Il debito pubblico greco, infatti, non solo è insostenibile da un punto di vista economico (l’insostenibilità risiede nell’impossibilità di assumere le obbligazioni che vengono dai contratti di debito), ma sopra ogni altra cosa illegale (perché viola le procedure interne alla Costituzione greca e più in generale le convenzioni internazionali a cui la maggior parte dei paesi del mondo aderisce) e illegittimo (ovvero rispondente ai bisogni di una minoranza, quella dei creditori, e non della maggioranza della popolazione).

L’ammontare totale del debito del paese è di poco più di 300 miliardi di euro, di cui l’80% è detenuto dalla Troika, mentre il restante 20% è legata a delle obbligazioni emesse dallo Stato greco e acquistate dalle banche greche. La parte sostanziale di questo debito proviene dunque dai “salvataggi” operati dall’Unione Europea nel 2010 e 2012, ognuno accompagnato da un memorandum, vera causa delle conseguenze sopra descritte.

Leggi tutto su http://www.nuovatlantide.org/grecia-perche-non-bisogna-pagare-il-debito/

2 thoughts on “Perché non bisogna pagare il debito

  1. Sono convinto da tempo che Matthew Yglesias abbia centrato un punto molto importante quando ha notato che i politici dei paesi piccoli in genere hanno degli incentivi personali ad assecondare le richieste della troika, anche se questo vuol dire andare contro gli interessi del loro paese:

    “Normalmente si può pensare che la soluzione migliore per il Primo Ministro di un paese sia quella di tentar di fare delle cose che rendano più probabile la sua rielezione. Per quanto le prospettive siano desolanti, questa è la strategia dominante. Ma in un’era di globalizzazione e di EU-rizzazione, penso che i leader dei paesi piccoli si trovino in una situazione piuttosto diversa. Se quando si lascia la carica si è riusciti a ottenere la stima dell’establishment di Davos, allora c’è sempre un posto alla Commissione Europea, o al Fondo Monetario Internazionale, o in qualche carrozzone del genere, al quale si può accedere anche se si è assolutamente disprezzati dai propri compatrioti. Anzi, in un certo senso essere odiati sarebbe un pregio. La dimostrazione ultima della solidarietà nei confronti della “comunità internazionale”, sarebbe di fare quel che vuole la comunità internazionale, anche di fronte ad una forte resistenza da parte dell’elettorato del proprio paese.”
    http://www.nuovatlantide.org/grecia-legami-che-non-uniscono/
    Questo spiega anche la differenza tra Italia e Grecia: noi i nostri rappresentanti negli organismi internazionali li abbiamo dall’inizio (Draghi, Monti, Letta, Padoan)

  2. L’illusione storicista e umanitaria degli europeismi è presente tanto nell’europeismo mazziniano, in quello giacobino-bonapartista, in quello conservatore e massonico, in quello federalista e antifascista del Manifesto di Ventotene e in quello cattolico e conservatore di Schumann, De Gasperi e Adenauer.

◇ ◇ ◇ ◇

TESTO DEL COMPITO:
Rispondi alle seguenti domande usando l'estratto sul debito greco.
1. A quanto ammonta in totale il debito della Grecia?
2. In quali anni l'Unione Europea ha operato i "salvataggi"?
3. Quali rappresentanti italiani negli organismi internazionali sono elencati tra parentesi?

DATI DI PARTENZA:

◇ ◇ ◇ ◇

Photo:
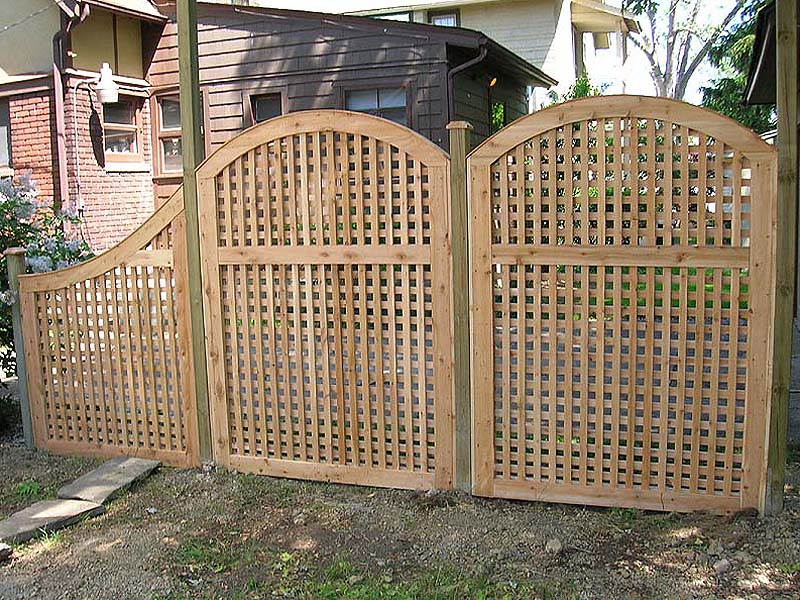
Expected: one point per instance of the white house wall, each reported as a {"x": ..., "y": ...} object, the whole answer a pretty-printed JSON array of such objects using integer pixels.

◇ ◇ ◇ ◇

LA RISPOSTA:
1. Di poco più di 300 miliardi di euro.
2. Nel 2010 e nel 2012.
3. Draghi, Monti, Letta e Padoan.